§ EXTRACT PROVIDED
----------

Futures and Async Operations

This guide covers asynchronous request handling in Tinkex using the Future module. Learn how to start polling operations, await results, handle queue states, and implement custom observers for production workloads.

Overview

Tinkex follows an async-by-default design where long-running operations (sampling, training, checkpoint creation) return immediately with a request ID, then poll the server until completion. The Future module provides the client-side polling abstraction that:

Returns Task.t() so you can integrate with your concurrency model
Implements exponential backoff with configurable timeouts
Emits telemetry events for queue state transitions and future errors/timeouts
Supports custom observers via the QueueStateObserver behaviour
Handles metadata-only completions by re-fetching the full payload behind a shared 5 MB byte budget per {base_url, api_key}

This approach decouples request initiation from result retrieval, enabling concurrent operations without blocking your application.

----------

Records from a collection:

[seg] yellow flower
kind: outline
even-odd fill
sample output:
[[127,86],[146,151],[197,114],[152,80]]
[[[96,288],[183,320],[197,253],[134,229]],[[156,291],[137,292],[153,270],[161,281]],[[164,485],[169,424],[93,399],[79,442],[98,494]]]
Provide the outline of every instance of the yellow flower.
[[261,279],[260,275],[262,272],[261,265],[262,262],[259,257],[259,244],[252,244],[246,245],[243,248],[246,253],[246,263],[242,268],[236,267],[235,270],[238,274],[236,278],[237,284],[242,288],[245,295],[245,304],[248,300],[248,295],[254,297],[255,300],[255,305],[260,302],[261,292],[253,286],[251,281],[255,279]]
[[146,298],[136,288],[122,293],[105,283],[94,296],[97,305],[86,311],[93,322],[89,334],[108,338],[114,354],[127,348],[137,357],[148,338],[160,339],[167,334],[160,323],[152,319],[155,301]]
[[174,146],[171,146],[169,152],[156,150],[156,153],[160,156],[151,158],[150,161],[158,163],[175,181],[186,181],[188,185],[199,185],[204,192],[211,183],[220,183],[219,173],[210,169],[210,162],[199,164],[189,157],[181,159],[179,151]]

----------

§ TASK DESCRIPTION
Answer these questions from the Futures and Async Operations guide:
(a) What do long-running operations return immediately before the client polls the server?
(b) Which behaviour supports custom observers?
(c) What byte budget applies when re-fetching the full payload for metadata-only completions, and what is it shared per?

§ ANSWER TO THE EXERCISE
(a) A request ID.
(b) The QueueStateObserver behaviour.
(c) A shared 5 MB byte budget per {base_url, api_key}.